(INFORMATION PROVIDED)

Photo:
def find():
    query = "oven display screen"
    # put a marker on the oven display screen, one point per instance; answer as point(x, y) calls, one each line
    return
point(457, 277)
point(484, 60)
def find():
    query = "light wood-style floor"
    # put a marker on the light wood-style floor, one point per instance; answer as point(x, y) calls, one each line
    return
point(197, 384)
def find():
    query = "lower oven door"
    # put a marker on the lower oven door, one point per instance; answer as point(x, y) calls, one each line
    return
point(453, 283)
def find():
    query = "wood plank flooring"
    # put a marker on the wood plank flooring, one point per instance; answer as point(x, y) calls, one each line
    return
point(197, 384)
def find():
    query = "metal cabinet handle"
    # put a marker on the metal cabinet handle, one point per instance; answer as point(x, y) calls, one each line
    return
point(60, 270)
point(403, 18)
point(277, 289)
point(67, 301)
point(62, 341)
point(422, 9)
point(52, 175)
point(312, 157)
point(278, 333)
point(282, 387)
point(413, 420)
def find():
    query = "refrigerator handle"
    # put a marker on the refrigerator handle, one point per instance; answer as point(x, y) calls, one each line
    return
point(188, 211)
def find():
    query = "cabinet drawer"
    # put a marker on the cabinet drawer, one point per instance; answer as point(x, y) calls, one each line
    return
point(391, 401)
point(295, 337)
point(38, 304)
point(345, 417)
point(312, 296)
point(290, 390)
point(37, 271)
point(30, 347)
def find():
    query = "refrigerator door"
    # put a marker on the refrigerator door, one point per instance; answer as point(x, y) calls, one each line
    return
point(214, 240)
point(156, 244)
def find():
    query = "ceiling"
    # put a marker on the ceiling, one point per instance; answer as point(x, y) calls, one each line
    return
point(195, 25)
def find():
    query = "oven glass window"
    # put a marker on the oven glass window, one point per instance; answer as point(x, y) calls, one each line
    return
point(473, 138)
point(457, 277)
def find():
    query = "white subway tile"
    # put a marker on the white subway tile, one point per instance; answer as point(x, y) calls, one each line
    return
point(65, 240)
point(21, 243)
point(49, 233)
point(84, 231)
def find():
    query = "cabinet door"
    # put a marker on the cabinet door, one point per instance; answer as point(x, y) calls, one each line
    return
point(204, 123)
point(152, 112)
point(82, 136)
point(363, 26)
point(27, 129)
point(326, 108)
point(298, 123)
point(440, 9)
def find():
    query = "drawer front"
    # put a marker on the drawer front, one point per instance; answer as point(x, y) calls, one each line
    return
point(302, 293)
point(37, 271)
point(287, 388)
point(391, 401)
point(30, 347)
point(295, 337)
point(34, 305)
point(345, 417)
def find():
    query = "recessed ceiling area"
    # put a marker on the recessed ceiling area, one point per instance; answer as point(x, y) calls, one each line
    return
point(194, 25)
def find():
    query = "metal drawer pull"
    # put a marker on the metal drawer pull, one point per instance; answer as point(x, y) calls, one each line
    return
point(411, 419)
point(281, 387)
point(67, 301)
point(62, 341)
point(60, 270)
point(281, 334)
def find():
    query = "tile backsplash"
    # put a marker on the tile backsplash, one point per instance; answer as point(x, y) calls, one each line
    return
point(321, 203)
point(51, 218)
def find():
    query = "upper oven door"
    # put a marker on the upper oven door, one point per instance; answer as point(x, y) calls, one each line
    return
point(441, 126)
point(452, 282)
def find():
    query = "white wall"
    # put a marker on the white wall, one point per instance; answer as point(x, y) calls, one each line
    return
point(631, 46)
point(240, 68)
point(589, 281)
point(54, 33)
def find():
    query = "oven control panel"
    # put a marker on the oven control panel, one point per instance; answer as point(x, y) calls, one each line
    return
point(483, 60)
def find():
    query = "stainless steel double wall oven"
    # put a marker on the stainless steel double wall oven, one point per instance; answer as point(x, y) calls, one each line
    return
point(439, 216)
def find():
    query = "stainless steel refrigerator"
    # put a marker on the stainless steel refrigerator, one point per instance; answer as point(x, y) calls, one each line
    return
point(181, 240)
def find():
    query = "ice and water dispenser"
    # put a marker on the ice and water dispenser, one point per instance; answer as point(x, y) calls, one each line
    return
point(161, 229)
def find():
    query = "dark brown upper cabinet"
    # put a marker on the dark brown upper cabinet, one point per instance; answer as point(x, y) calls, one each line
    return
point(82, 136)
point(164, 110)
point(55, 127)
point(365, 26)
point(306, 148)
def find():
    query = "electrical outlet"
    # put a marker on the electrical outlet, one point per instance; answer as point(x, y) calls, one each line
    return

(End INFORMATION PROVIDED)
(INFORMATION PROVIDED)

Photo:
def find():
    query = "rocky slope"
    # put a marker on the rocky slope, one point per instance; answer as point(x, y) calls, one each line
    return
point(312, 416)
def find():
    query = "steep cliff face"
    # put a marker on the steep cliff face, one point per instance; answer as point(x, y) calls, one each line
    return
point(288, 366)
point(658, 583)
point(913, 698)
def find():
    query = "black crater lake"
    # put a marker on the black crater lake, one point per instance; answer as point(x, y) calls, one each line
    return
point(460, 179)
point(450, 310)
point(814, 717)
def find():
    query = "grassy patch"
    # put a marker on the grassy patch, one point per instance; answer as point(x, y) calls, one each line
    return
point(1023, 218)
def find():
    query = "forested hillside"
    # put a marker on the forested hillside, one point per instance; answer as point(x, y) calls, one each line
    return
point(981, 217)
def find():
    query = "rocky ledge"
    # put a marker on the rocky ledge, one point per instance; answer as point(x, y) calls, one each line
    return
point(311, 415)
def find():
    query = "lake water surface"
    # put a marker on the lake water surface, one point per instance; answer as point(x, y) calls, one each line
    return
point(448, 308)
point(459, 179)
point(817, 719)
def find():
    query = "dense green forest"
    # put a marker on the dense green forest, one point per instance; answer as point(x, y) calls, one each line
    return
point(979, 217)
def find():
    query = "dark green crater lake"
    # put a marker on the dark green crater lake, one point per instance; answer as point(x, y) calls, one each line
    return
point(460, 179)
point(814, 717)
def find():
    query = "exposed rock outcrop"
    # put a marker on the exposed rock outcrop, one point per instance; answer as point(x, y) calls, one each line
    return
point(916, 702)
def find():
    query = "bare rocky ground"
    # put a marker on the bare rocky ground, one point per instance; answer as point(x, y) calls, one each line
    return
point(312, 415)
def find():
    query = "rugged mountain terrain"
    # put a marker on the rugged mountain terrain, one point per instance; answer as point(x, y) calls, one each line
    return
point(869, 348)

(End INFORMATION PROVIDED)

Looking at the entries above, determine how many lines contain the word "pull" and state only that number.

2